Given instruction ->
Leave out the pictures, then reproduce the rest of the material exactly.

★ ★ ★ ★ ★

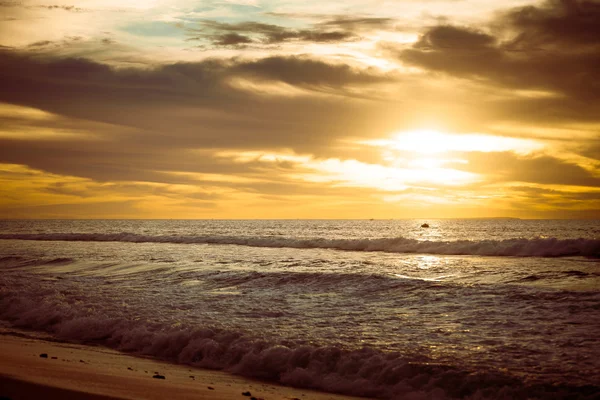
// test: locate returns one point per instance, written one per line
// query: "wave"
(360, 372)
(540, 247)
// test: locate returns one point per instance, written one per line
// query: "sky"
(297, 109)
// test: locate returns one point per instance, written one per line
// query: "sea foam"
(540, 247)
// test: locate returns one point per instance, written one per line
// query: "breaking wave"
(541, 247)
(360, 372)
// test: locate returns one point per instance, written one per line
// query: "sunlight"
(429, 142)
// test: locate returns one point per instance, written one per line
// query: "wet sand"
(35, 369)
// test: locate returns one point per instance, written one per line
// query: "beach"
(464, 309)
(72, 371)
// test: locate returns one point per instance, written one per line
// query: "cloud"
(554, 47)
(228, 34)
(540, 169)
(110, 123)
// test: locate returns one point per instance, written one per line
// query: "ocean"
(475, 309)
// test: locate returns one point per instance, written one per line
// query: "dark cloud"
(359, 23)
(61, 7)
(149, 121)
(226, 34)
(555, 48)
(230, 39)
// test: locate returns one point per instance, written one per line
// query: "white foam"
(541, 247)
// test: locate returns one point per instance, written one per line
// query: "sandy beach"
(36, 369)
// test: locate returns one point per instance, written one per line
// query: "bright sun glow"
(430, 142)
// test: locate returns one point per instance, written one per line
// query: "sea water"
(381, 308)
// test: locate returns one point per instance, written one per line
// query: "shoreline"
(83, 372)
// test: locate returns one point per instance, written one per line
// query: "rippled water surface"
(463, 309)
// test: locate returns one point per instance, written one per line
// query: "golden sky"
(296, 109)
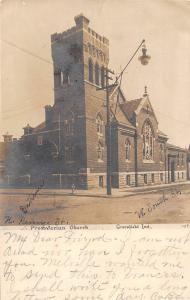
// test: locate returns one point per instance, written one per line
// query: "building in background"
(69, 147)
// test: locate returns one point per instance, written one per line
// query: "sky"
(26, 64)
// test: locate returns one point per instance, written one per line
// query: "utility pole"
(108, 135)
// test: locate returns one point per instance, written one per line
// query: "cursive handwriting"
(84, 263)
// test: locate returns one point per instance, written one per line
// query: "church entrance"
(171, 168)
(172, 171)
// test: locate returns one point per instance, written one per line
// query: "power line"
(27, 52)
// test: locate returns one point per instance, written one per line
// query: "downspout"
(136, 159)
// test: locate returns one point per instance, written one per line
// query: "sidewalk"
(101, 192)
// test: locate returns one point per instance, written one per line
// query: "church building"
(70, 145)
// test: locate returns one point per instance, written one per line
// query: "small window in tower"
(57, 78)
(102, 76)
(97, 74)
(69, 123)
(128, 180)
(90, 71)
(40, 140)
(161, 152)
(69, 153)
(161, 177)
(100, 150)
(127, 149)
(145, 179)
(100, 124)
(152, 177)
(182, 159)
(178, 159)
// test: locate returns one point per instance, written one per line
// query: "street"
(154, 205)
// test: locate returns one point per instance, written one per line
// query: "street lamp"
(144, 59)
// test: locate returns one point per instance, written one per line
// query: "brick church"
(70, 146)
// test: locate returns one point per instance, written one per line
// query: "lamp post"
(144, 59)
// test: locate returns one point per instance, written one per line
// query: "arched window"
(100, 150)
(102, 76)
(90, 71)
(182, 159)
(100, 124)
(69, 153)
(127, 149)
(161, 152)
(97, 74)
(69, 123)
(57, 78)
(148, 141)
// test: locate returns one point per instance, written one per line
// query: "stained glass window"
(148, 141)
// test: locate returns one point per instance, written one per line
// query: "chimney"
(7, 138)
(28, 129)
(81, 21)
(48, 114)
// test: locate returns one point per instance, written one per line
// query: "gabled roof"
(162, 134)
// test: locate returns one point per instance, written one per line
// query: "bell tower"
(80, 57)
(79, 54)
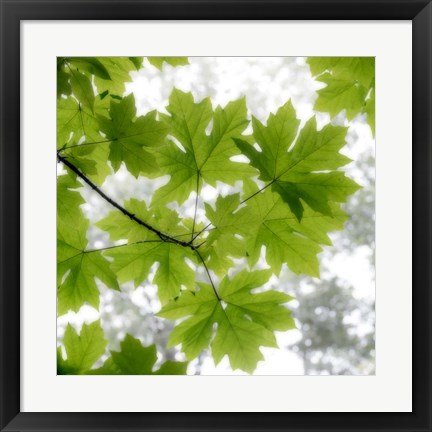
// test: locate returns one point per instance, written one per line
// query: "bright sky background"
(267, 84)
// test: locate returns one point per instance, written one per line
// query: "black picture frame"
(12, 12)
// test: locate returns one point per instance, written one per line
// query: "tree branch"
(164, 237)
(208, 274)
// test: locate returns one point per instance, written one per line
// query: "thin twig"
(196, 206)
(208, 274)
(164, 237)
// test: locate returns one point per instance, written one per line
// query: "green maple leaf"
(82, 89)
(82, 350)
(130, 137)
(63, 83)
(118, 69)
(203, 157)
(305, 172)
(135, 359)
(340, 95)
(133, 262)
(350, 86)
(76, 267)
(121, 227)
(172, 61)
(267, 221)
(77, 124)
(92, 65)
(360, 69)
(370, 111)
(242, 325)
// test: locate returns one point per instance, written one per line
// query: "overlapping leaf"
(85, 349)
(350, 86)
(82, 351)
(76, 267)
(245, 321)
(265, 220)
(290, 214)
(303, 170)
(130, 137)
(200, 157)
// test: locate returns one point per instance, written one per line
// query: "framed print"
(191, 198)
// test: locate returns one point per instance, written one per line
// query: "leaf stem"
(208, 274)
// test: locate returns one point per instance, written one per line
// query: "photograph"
(215, 216)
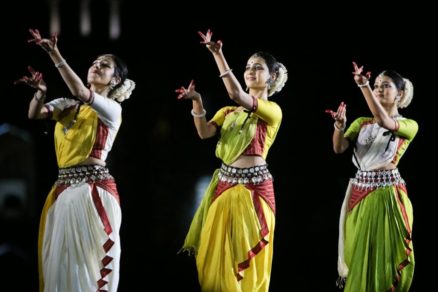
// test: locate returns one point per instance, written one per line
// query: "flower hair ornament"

★ ★ ★ ★ ★

Complete response ->
// test: locate returns one point per instance, written one per line
// query: "wave"
(360, 372)
(540, 247)
// test: locate returns one point per instance, written one per line
// query: "sky"
(297, 109)
// test: locate returns one point per instance, written one per line
// query: "sea foam"
(540, 247)
// test: locate returns one point per instance, written one per line
// query: "breaking wave"
(541, 247)
(360, 372)
// test: locate returns one point per instance, written one per line
// query: "sunlight"
(429, 142)
// test: locate returns one point per instance, written one per line
// query: "wet sand"
(35, 369)
// test: locate returns one point per instance, written one per line
// query: "beach"
(464, 309)
(72, 371)
// test: locate returns one point per instance, written one per line
// query: "cloud"
(554, 47)
(228, 34)
(540, 169)
(110, 123)
// test: locate returns one point per instance, written one per line
// query: "ocean"
(475, 309)
// test: locate returns one point per instance, written one per line
// query: "dark cloud"
(359, 23)
(61, 7)
(149, 121)
(226, 34)
(555, 48)
(230, 39)
// test: locate returns one point per instance, written one per line
// query: "white foam"
(541, 247)
// test: locate returns one point per instance, written one per line
// query: "sandy beach"
(36, 369)
// test: locate returns one point per instance, written one per line
// query: "bright sun glow"
(430, 142)
// test: locate returns one point per instance, written one per line
// query: "sea water"
(381, 308)
// test: locate returns one point per instance, written one per line
// query: "shoreline"
(83, 372)
// test: locate returns one point per instance, written one per line
// query: "rippled water surface"
(463, 309)
// test: locate returns one point per instance, written one per line
// query: "golden sky"
(296, 109)
// test: locate returns one point per instance, written one per line
// query: "building in background"
(69, 147)
// test: locate returns one point per instance, written one per line
// query: "sky"
(26, 64)
// test: locate returns one point per instance, written one per line
// query: "utility pole"
(108, 135)
// test: locate returns one point per instance, written one per line
// query: "cursive handwriting"
(84, 263)
// test: locate returns one point per instance, written one per line
// query: "church entrance"
(171, 168)
(172, 171)
// test: locate returns one point per instance, written one per line
// query: "power line"
(27, 52)
// test: locate returns one point per instance, written one per line
// query: "downspout"
(136, 159)
// test: locate returns one point per instance, written one per line
// query: "sidewalk"
(101, 192)
// test: locate returns one point per instance, written one per line
// query: "church building"
(70, 145)
// test: locate returns one point per instance, written one per line
// query: "small window in tower"
(57, 78)
(102, 76)
(97, 74)
(69, 123)
(128, 180)
(90, 71)
(40, 140)
(161, 152)
(69, 153)
(161, 177)
(100, 150)
(127, 149)
(145, 179)
(100, 124)
(152, 177)
(182, 159)
(178, 159)
// test: locate returns one point per instance, written one per line
// query: "street"
(154, 205)
// test: locate returns one point per instance, written one per line
// query: "street lamp"
(144, 59)
// test: locate returns one point per instance, written one per line
// query: "brick church"
(70, 146)
// test: locate returns one point per instance, written one per line
// query: "lamp post"
(144, 59)
// test: locate returns one point per instance, written one per line
// query: "arched window"
(100, 150)
(102, 76)
(90, 71)
(182, 159)
(100, 124)
(69, 153)
(127, 149)
(161, 152)
(97, 74)
(69, 123)
(57, 78)
(148, 141)
// test: locate returns one point per instance, written one per line
// query: "stained glass window"
(148, 141)
// test: locate returns one point per instance, written one per line
// query: "chimney"
(7, 138)
(28, 129)
(81, 21)
(48, 114)
// test: locate returns one point per instance, written one per line
// query: "gabled roof"
(162, 134)
// test: locate returns one point per instance, written one per line
// query: "bell tower"
(80, 57)
(79, 54)
// test: locate returns one point per instance, written one per line
// query: "bright sky background"
(267, 84)
// test: locate returns one point per instance, written one per line
// query: "black picture frame"
(12, 12)
// test: locate returns one point per instance, written one per line
// query: "tree branch"
(164, 237)
(208, 274)
// test: locate returns one point per instance, written one per line
// query: "thin twig"
(196, 206)
(208, 274)
(164, 237)
// test: locate returns one point per instance, written one per line
// query: "green maple leaf"
(82, 89)
(82, 350)
(130, 137)
(63, 83)
(118, 69)
(203, 157)
(305, 172)
(135, 359)
(340, 95)
(133, 262)
(350, 86)
(76, 267)
(121, 227)
(172, 61)
(267, 221)
(77, 124)
(92, 65)
(360, 69)
(370, 111)
(242, 325)
// test: locate returns one point per instance, written one per line
// query: "overlapping leaf"
(85, 349)
(350, 86)
(82, 351)
(76, 267)
(245, 321)
(265, 220)
(290, 214)
(303, 170)
(130, 137)
(200, 157)
// test: locate returns one point per instance, written one per line
// query: "framed print"
(191, 198)
// test: locate returns one point per instance, written one per line
// query: "leaf stem"
(208, 274)
// test: locate returns one point per instance, written one per line
// query: "photograph"
(215, 216)
// test: locate returns one point per instance, written one per line
// query: "flower hair ornament"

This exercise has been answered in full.